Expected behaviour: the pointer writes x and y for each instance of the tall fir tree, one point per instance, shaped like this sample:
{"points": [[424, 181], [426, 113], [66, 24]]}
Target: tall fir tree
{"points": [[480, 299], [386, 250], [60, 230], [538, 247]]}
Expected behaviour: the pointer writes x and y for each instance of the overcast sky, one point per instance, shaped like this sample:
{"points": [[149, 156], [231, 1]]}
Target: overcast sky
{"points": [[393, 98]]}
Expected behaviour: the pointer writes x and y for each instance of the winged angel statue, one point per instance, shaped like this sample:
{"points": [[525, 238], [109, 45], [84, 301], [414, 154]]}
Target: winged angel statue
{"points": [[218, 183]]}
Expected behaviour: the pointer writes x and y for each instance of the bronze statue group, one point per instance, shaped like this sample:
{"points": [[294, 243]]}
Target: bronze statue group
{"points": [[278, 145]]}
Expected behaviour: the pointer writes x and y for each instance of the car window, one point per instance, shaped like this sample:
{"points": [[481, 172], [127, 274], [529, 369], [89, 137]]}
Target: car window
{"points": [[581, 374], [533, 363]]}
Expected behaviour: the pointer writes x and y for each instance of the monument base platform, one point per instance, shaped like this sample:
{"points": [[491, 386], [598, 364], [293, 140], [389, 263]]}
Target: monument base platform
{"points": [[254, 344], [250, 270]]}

==

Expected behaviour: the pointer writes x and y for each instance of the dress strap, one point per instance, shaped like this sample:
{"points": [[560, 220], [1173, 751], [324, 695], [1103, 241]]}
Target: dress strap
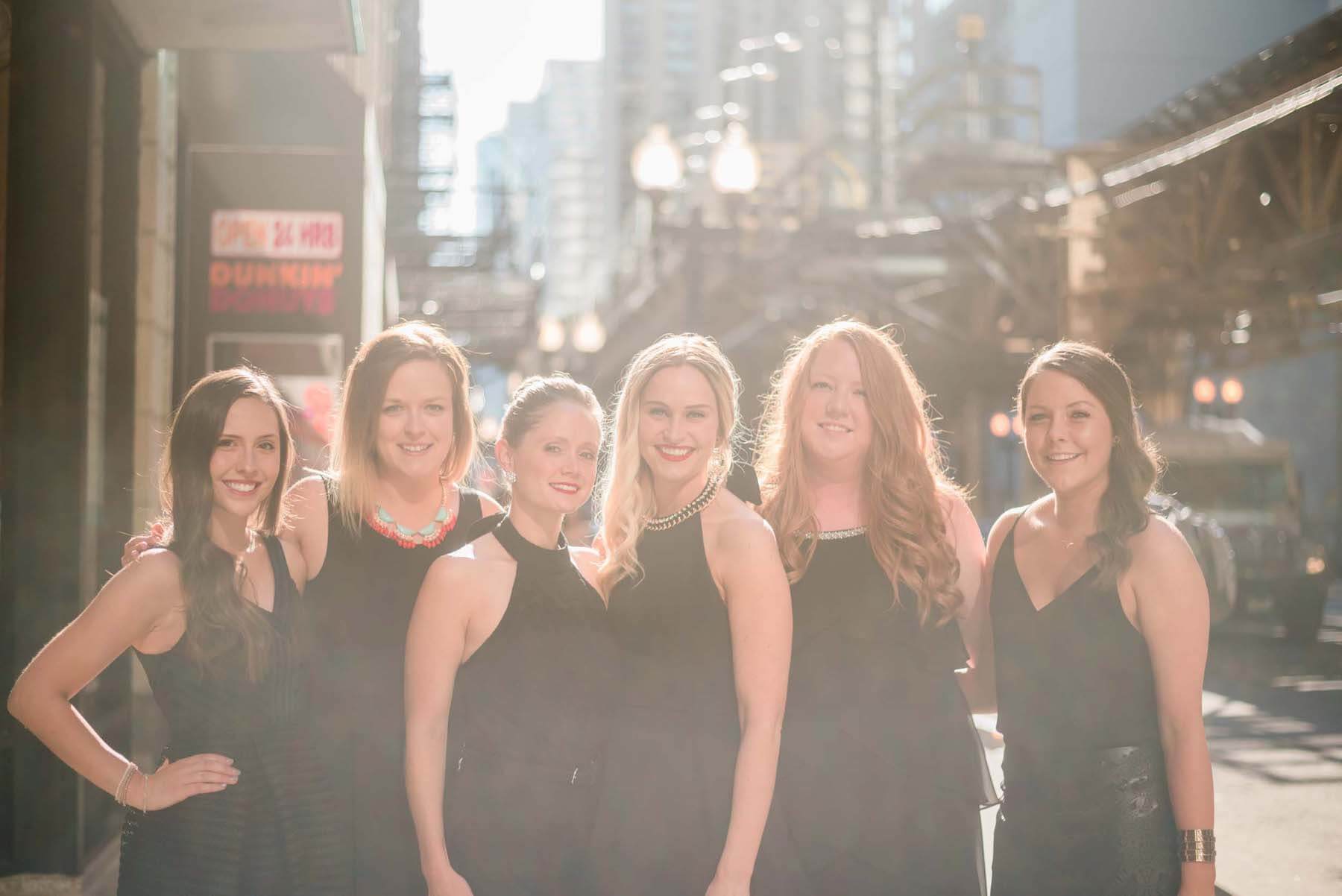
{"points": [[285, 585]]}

TASK REQUIREMENTS
Which lines in the entries above contain the word "base"? Show each of those lines in full, matching case exactly.

ANSWER TO THE EXERCISE
Expected behaviour: the pointer writes x and y for each instance of the monument base platform, one point per instance, shaped like this sample:
Target: monument base platform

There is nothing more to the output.